--- BEGIN Input ---

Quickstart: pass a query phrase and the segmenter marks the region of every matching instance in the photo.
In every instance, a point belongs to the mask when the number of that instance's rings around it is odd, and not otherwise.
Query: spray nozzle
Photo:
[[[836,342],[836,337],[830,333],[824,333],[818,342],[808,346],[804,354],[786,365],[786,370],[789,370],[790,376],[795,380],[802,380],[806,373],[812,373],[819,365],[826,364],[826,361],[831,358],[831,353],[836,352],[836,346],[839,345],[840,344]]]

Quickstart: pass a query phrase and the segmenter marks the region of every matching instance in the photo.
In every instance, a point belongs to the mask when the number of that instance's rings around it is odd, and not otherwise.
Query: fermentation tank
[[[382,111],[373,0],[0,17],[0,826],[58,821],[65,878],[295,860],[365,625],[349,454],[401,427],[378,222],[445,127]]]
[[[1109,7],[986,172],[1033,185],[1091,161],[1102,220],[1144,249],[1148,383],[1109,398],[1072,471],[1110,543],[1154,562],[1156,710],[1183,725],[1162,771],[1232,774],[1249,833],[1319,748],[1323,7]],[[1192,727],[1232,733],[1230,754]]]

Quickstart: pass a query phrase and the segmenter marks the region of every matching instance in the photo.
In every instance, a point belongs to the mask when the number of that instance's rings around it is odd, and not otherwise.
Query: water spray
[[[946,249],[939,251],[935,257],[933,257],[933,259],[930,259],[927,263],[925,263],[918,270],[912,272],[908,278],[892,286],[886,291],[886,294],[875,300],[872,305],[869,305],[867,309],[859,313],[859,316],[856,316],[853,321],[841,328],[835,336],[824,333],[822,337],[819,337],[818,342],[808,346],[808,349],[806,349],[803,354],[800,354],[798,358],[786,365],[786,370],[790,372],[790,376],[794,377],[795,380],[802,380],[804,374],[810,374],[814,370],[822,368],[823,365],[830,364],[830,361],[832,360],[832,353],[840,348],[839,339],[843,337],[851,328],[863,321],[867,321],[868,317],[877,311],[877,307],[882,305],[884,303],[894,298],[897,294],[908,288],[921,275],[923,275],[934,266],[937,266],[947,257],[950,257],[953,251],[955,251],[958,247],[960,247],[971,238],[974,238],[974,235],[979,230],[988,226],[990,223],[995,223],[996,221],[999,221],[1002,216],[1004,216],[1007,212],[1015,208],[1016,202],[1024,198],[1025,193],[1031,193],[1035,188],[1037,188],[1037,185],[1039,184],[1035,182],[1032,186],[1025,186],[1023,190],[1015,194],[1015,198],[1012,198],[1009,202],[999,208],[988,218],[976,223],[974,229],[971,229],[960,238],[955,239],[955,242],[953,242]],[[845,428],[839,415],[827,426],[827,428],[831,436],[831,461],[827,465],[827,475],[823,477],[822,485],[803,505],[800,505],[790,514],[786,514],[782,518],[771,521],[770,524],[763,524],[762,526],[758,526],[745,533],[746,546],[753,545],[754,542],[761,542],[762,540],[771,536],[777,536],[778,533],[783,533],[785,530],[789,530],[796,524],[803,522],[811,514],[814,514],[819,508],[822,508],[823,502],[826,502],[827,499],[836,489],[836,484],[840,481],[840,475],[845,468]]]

--- END Input ---

* Stated problem *
Pick out every line in the records above that contains the string "spray", matching case exactly, and copy each one.

* Correct result *
Query: spray nozzle
Query: water spray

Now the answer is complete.